Repeat every line of the data exactly, but not the pictures.

BEGIN Data provided

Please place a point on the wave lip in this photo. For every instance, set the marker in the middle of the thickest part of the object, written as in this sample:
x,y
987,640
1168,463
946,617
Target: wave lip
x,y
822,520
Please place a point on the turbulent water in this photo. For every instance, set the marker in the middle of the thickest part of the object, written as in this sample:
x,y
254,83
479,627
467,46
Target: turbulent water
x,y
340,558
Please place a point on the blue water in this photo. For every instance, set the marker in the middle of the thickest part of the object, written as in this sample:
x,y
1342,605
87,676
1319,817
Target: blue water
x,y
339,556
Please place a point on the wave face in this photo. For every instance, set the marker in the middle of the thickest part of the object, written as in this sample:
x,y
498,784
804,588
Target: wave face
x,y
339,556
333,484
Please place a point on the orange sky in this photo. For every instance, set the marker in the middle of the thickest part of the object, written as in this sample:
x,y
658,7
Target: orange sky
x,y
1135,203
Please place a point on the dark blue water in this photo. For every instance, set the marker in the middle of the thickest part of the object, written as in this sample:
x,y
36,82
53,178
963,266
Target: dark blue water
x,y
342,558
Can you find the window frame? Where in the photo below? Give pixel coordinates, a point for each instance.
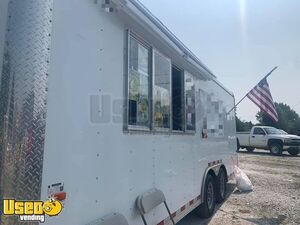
(259, 128)
(160, 129)
(183, 100)
(185, 105)
(151, 64)
(127, 126)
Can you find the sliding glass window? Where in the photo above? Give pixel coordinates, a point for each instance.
(161, 92)
(138, 84)
(190, 102)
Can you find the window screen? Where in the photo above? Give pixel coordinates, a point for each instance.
(161, 91)
(190, 102)
(138, 84)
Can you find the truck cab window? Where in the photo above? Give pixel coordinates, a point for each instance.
(177, 99)
(190, 115)
(138, 85)
(258, 131)
(161, 92)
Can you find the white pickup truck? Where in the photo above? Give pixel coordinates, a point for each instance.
(268, 138)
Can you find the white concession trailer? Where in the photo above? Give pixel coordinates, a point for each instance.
(102, 104)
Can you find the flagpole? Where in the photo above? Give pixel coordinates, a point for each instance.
(265, 77)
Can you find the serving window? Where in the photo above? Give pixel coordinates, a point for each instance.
(160, 96)
(190, 102)
(161, 91)
(138, 84)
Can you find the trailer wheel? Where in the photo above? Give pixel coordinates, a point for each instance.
(293, 151)
(276, 148)
(207, 208)
(221, 186)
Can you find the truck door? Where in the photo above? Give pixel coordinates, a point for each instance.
(258, 138)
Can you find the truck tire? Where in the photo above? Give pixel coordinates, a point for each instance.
(293, 151)
(221, 181)
(276, 148)
(250, 149)
(207, 208)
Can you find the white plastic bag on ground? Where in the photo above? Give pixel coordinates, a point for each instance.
(242, 181)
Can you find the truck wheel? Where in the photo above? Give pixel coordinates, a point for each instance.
(276, 149)
(221, 186)
(293, 151)
(207, 208)
(250, 149)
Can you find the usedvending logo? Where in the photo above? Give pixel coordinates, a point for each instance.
(31, 210)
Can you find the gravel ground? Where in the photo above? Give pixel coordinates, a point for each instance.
(274, 200)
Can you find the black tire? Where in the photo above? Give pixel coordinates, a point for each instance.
(250, 149)
(221, 181)
(276, 148)
(207, 208)
(293, 151)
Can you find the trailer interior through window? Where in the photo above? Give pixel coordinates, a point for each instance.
(161, 96)
(138, 84)
(177, 99)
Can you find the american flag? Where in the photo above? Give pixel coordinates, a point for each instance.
(262, 97)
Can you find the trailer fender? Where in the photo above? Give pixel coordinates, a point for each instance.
(213, 169)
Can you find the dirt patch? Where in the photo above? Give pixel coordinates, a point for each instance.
(275, 199)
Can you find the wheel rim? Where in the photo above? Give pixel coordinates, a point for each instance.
(222, 184)
(210, 195)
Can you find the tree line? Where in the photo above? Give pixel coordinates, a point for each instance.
(288, 120)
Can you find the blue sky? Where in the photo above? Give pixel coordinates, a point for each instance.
(241, 41)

END Data provided

(Task output):
Please place a point on the wave lip in this photo. For every instance, set the marker in the middle of the thickest part of the object, written as in this sample:
x,y
987,640
1168,463
946,617
Target: wave lip
x,y
822,520
Please place a point on the turbulent water in this photo. For every instance, set the marker in the middle of the thickest part of the object, written as in this sample:
x,y
254,83
479,627
467,46
Target: turbulent water
x,y
340,558
Please place a point on the blue water in this photo. For every instance, set the marker in the middle of the thickest part of the object, written as in this sample:
x,y
1342,605
87,676
1319,817
Target: blue water
x,y
339,556
Please place a point on the wave face in this photo. For every instance, set the marker in the middle of the thickest part of the object, written as in this sample:
x,y
498,784
804,588
Target: wave face
x,y
339,556
333,484
Please place a point on the orange sky in this photo. For every instance, set the marker in the middle of the thickest part of the object, written as in this sample:
x,y
658,7
Target: orange sky
x,y
1135,203
Please place a point on the dark blue water in this photo. For every instance, set the marker in the middle of the thickest part of the object, written as in this sample:
x,y
36,82
53,178
963,266
Target: dark blue water
x,y
342,558
Can you find the window frame? Where in the photo below? Give pixel coordinates, a point for each instance.
(259, 128)
(160, 129)
(183, 100)
(185, 105)
(151, 64)
(127, 126)
Can you find the sliding glass window? Where in the photo above? Give pixel coordinates, a point for each instance.
(161, 92)
(138, 84)
(190, 102)
Can you find the window screen? Where in the photo above? Give pixel coordinates, a point for each instance.
(161, 91)
(190, 102)
(138, 84)
Can you find the truck cab window? Where in the photo above? Give pixel coordinates, a point for each instance.
(177, 99)
(190, 115)
(138, 85)
(258, 131)
(161, 92)
Can you find the white pickup truck? Where in the photo above? Give pixel coordinates, a point for each instance.
(268, 138)
Can you find the white concession trailer? Where in the photo above? Give pixel coordinates, a point for each instance.
(102, 104)
Can you find the flagpole? Where in the photo above? Give pixel coordinates, a point for each instance.
(265, 77)
Can you find the serving window? Where in the photo above? Give pixel coordinates, a point for each instance.
(160, 96)
(190, 102)
(161, 91)
(138, 84)
Can you find the trailer wheel? Where in the photo above? Give pixel coordinates, a point for each instance.
(293, 151)
(276, 148)
(207, 208)
(221, 186)
Can you find the truck door? Where in the photo above? Give pixel coordinates, a point for each instance.
(258, 138)
Can you find the truck tire? Where in the photo above? Give pixel coordinates, a point for each instance.
(293, 151)
(221, 181)
(276, 148)
(250, 149)
(207, 208)
Can you find the white plastic bag on ground? Where in the photo above? Give pixel coordinates, a point for each instance.
(242, 181)
Can you find the truck wheel? Where in the photo above? Give pixel coordinates, a point for each instance.
(276, 149)
(221, 186)
(293, 151)
(207, 208)
(250, 149)
Can you find the usedvending logo? Where in the photo above? Give pixel coordinates, a point for each instance.
(31, 210)
Can you find the gravel ground? Where in the photo above? Give pixel coordinates, a point for each instance.
(274, 200)
Can you find the black tire? Where in the photo above? Give pixel coordinates, a point for each instance.
(250, 149)
(221, 181)
(276, 148)
(207, 208)
(293, 151)
Can you find the trailer interior through window? Where in the photo above? Give pixel coordinates, a point for each instance.
(161, 96)
(138, 84)
(177, 99)
Can you find the american flag? Where in the photo above? Give pixel coordinates, a point for each instance.
(262, 97)
Can you find the trailer fender? Where in the photo above? Give pixel coordinates, a point for each instance.
(213, 169)
Can you find the dirt patch? Where in the photo above? Give pixel coordinates, a point for each instance.
(275, 199)
Can you find the wheel rim? Where in the photo above? Give pixel coordinates, a point for each instance.
(222, 184)
(210, 195)
Can you find the tree line? Where in the photo above? Give pixel coordinates, a point for each instance.
(288, 120)
Can you find the blue sky? Where in the photo above? Give pixel coordinates, a point for each instance.
(241, 41)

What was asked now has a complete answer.